## Provided information:
** BEGIN **

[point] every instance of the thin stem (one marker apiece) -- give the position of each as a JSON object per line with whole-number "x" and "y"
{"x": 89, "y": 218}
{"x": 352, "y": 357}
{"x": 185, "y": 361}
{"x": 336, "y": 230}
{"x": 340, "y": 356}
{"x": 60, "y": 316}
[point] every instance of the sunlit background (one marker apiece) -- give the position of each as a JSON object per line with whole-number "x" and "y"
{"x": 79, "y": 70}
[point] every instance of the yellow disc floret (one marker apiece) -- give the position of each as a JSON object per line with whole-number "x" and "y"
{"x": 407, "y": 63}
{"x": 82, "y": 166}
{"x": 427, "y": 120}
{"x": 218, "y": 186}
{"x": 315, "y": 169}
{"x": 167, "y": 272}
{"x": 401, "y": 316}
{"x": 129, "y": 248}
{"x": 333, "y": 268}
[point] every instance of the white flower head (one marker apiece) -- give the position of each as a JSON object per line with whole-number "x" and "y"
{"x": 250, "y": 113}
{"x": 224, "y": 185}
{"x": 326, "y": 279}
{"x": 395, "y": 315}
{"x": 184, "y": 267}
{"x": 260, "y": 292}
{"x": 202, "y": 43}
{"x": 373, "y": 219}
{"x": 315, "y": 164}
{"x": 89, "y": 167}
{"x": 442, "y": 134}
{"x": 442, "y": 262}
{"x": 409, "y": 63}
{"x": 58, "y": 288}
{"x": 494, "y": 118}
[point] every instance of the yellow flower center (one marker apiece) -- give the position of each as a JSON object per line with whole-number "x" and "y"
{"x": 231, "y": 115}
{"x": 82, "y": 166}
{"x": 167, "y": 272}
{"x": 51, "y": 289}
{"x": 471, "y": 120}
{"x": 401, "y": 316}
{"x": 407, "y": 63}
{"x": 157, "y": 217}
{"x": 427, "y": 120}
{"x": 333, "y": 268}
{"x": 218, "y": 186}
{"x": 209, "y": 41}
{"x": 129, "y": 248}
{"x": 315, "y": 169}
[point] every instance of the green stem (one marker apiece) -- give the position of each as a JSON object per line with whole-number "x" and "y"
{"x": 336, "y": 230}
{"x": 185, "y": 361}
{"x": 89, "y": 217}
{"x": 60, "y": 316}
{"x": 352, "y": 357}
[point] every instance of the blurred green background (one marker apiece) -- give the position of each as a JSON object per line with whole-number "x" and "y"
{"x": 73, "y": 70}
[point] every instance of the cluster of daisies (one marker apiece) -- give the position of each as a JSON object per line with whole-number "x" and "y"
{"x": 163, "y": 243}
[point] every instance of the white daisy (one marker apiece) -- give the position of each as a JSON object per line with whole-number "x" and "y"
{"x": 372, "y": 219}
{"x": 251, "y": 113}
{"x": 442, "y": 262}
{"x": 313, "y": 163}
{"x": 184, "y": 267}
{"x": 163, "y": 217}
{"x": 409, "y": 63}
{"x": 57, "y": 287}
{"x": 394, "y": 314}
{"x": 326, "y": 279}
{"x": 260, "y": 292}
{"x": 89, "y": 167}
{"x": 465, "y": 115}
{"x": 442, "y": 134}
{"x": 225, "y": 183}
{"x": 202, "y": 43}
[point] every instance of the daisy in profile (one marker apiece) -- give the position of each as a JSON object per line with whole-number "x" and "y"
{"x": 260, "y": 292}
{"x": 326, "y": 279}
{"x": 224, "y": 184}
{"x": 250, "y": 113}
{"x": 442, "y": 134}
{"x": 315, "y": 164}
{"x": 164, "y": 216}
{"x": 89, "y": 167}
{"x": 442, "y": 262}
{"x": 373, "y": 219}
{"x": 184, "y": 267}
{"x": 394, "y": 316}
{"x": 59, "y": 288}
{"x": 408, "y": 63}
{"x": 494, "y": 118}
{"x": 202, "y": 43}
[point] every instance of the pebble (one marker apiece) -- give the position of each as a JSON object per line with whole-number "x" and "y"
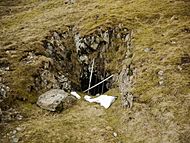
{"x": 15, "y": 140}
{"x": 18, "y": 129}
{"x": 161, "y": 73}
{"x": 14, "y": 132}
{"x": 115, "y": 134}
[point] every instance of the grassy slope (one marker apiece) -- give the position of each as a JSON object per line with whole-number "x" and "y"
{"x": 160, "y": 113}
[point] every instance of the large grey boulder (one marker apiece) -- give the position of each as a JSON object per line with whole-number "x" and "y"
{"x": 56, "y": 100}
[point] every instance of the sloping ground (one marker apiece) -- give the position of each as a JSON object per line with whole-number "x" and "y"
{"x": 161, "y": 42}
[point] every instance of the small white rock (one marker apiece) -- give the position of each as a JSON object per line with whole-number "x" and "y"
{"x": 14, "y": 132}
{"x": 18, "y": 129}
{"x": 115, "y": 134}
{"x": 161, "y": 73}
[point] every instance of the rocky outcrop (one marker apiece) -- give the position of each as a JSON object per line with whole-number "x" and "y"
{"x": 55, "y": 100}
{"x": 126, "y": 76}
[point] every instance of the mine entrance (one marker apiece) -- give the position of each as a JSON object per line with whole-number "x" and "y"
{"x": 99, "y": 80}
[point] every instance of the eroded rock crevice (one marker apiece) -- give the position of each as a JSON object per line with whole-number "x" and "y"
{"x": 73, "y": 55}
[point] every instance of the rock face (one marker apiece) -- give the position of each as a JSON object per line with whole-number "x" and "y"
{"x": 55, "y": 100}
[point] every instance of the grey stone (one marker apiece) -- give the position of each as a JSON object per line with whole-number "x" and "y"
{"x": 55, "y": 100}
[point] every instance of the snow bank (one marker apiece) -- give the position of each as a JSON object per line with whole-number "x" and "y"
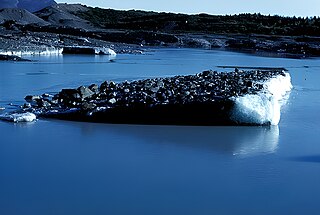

** END **

## Written instruction:
The material above holds pictures; copy everything else in it exactly.

## Solution to this task:
[point] every instance of the thin stem (one marker apiece) -- give the position of each as a JSON object per line with whole-number "x" and "y"
{"x": 89, "y": 218}
{"x": 352, "y": 357}
{"x": 185, "y": 361}
{"x": 336, "y": 230}
{"x": 340, "y": 356}
{"x": 60, "y": 316}
[point] every instance of the sunlit background (one marker apiece) -- give the position of each as a JSON object per line with whole-number "x" and "y"
{"x": 79, "y": 70}
[point] every instance of the yellow disc floret (one marker apiece) -- give the position of each as a JSON object per line with whole-number "x" and "y"
{"x": 407, "y": 63}
{"x": 82, "y": 166}
{"x": 427, "y": 120}
{"x": 218, "y": 186}
{"x": 315, "y": 169}
{"x": 167, "y": 272}
{"x": 401, "y": 316}
{"x": 129, "y": 248}
{"x": 333, "y": 268}
[point] every instance of the white flower head (one marker apiece) -- give the position of each as a JSON object per line with whole-number "x" and "y"
{"x": 250, "y": 113}
{"x": 224, "y": 185}
{"x": 326, "y": 279}
{"x": 395, "y": 315}
{"x": 184, "y": 267}
{"x": 260, "y": 292}
{"x": 202, "y": 43}
{"x": 373, "y": 219}
{"x": 315, "y": 164}
{"x": 89, "y": 167}
{"x": 442, "y": 134}
{"x": 442, "y": 262}
{"x": 409, "y": 63}
{"x": 58, "y": 288}
{"x": 494, "y": 118}
[point] every instance of the yellow flower center (one marker apiece) -- give the position of each as a JSON object per line with whole-number "x" and "y"
{"x": 231, "y": 115}
{"x": 82, "y": 166}
{"x": 167, "y": 272}
{"x": 51, "y": 289}
{"x": 471, "y": 120}
{"x": 401, "y": 316}
{"x": 407, "y": 63}
{"x": 157, "y": 217}
{"x": 427, "y": 120}
{"x": 333, "y": 268}
{"x": 218, "y": 186}
{"x": 209, "y": 41}
{"x": 129, "y": 248}
{"x": 315, "y": 169}
[point] every instance of the green stem (one marker apiece) -- give the position of each as a JSON object per line with whole-number "x" and "y"
{"x": 336, "y": 230}
{"x": 185, "y": 361}
{"x": 89, "y": 217}
{"x": 60, "y": 316}
{"x": 352, "y": 357}
[point] every instance of the blurred green background (one marker apiece) -- give the position of each as a JSON object per line with whole-number "x" and "y"
{"x": 73, "y": 70}
[point] every instance of the cluster of daisies (one marker apiece) -- give the position of each as a JSON object per line with whole-number "x" and "y"
{"x": 163, "y": 243}
[point] every instance of the white daisy (one marker apiece) -- give the position of each as a JSON object per line with whole-number "x" and "y"
{"x": 372, "y": 219}
{"x": 251, "y": 113}
{"x": 442, "y": 262}
{"x": 313, "y": 163}
{"x": 184, "y": 267}
{"x": 163, "y": 217}
{"x": 409, "y": 63}
{"x": 57, "y": 287}
{"x": 394, "y": 314}
{"x": 326, "y": 279}
{"x": 260, "y": 292}
{"x": 89, "y": 167}
{"x": 465, "y": 115}
{"x": 442, "y": 134}
{"x": 225, "y": 183}
{"x": 202, "y": 43}
[point] every instance of the daisy in profile (one marker apiece) -- give the position of each as a JSON object per line with whole-number "x" and "y"
{"x": 260, "y": 292}
{"x": 326, "y": 279}
{"x": 224, "y": 184}
{"x": 250, "y": 113}
{"x": 442, "y": 134}
{"x": 315, "y": 164}
{"x": 164, "y": 216}
{"x": 89, "y": 167}
{"x": 442, "y": 262}
{"x": 373, "y": 219}
{"x": 184, "y": 267}
{"x": 394, "y": 316}
{"x": 59, "y": 288}
{"x": 408, "y": 63}
{"x": 494, "y": 118}
{"x": 202, "y": 43}
[point] every instance of the pebble (one marker apiece) -- give the position of each as a JSON object per line with whole-number "x" and "y"
{"x": 15, "y": 140}
{"x": 18, "y": 129}
{"x": 161, "y": 73}
{"x": 14, "y": 132}
{"x": 115, "y": 134}
[point] every instance of the grassy slope (one marker apiece) -- give the position of each as a JSON object per line with whole-number "x" and "y"
{"x": 160, "y": 113}
[point] every instance of the large grey boulder (one marker apiece) -- give the position of each as a JSON object per line with whole-number "x" and "y"
{"x": 56, "y": 100}
[point] every instance of the sloping ground (one marker apiece) -- give the position of each as a JSON object per line with whole-number "x" and "y"
{"x": 161, "y": 42}
[point] every instance of the small white rock (one marker apiece) -- give the position of each as a JSON object per line with whole-number "x" and "y"
{"x": 14, "y": 132}
{"x": 18, "y": 129}
{"x": 115, "y": 134}
{"x": 161, "y": 73}
[point] every instance of the rocky outcrop (one marker apiece) -- give the position of each as a JSON object per line with whole-number "x" and "y"
{"x": 55, "y": 100}
{"x": 126, "y": 76}
[point] every instance of the mine entrance (one marker apiece) -- give the position of each as a JSON object per line with whole-number "x" and "y"
{"x": 99, "y": 80}
[point] every instance of the eroded rock crevice (one marker apiece) -- give the position of each as a JSON object per line with whole-number "x" and "y"
{"x": 73, "y": 55}
[point] every instance of the rock face (one marker apiece) -- give the position of each as a JSON object per line with whole-number "x" and "y"
{"x": 55, "y": 100}
[point] every instance of the grey stone (one marker apiece) -- give the position of each as a JSON object per line with whole-number "x" and "y"
{"x": 55, "y": 100}
[point] every instance of the snow bank (one marker apiece) -- give the position of each as a JSON object per line with whole-number "x" and "y"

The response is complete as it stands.